## PROBLEM STATEMENT
Starting at the line below that contains "In the photograph above, where can the dirt", print each line through the end of the records exactly as it appears.

## EXTRACTED ENTRIES
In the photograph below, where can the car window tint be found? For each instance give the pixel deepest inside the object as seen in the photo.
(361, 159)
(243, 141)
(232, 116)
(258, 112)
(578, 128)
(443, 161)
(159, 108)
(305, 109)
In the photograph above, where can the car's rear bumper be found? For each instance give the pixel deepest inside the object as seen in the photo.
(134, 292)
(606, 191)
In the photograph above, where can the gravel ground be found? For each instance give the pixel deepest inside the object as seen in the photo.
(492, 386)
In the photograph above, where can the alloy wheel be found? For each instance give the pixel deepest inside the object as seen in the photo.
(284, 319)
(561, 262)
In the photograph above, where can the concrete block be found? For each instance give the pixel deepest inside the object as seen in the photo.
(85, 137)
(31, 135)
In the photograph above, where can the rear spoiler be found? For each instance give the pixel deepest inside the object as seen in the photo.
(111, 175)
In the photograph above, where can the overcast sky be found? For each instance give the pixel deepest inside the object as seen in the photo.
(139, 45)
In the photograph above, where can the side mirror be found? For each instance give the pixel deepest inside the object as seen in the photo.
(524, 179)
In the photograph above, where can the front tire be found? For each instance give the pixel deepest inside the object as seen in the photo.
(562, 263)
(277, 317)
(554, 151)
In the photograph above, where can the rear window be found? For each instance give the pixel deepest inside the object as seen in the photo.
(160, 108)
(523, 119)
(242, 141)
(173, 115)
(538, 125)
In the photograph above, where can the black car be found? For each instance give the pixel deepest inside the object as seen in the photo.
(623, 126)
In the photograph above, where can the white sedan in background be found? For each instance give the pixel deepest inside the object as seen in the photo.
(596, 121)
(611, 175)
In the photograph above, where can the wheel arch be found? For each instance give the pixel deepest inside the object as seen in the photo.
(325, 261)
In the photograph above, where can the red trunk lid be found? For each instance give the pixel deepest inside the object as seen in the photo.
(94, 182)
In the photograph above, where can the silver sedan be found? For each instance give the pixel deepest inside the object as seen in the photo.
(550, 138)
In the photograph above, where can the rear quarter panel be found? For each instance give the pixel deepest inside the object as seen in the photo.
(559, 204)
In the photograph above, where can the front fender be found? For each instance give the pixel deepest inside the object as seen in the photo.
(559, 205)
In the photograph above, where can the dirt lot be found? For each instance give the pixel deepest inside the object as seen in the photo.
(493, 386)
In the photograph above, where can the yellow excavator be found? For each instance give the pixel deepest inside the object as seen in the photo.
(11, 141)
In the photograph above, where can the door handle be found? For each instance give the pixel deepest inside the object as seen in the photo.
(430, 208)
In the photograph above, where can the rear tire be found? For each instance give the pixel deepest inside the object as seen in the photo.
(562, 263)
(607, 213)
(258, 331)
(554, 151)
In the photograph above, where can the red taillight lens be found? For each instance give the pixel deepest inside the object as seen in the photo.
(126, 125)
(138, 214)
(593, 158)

## REPLY
In the photograph above, where can the dirt lot be found? For each instance give the pixel deepest inside the object as seen in the photo.
(493, 386)
In the photograph above, where can the yellow excavator be found? For each instance give the pixel deepest inside the object as seen in the photo.
(11, 141)
In the photograph above, where can the door handle be found? For each instance give the pixel deepest inside the object as seen in the photo.
(430, 208)
In the photograph above, where can the rear tire be found? For each instance give the pixel deepest inside the object as seen in the photo.
(562, 263)
(607, 213)
(258, 331)
(554, 151)
In the photograph above, where can the red taillight lens be found? For each instance give the pixel deepest inside the object as seen in the photo.
(126, 125)
(138, 214)
(593, 158)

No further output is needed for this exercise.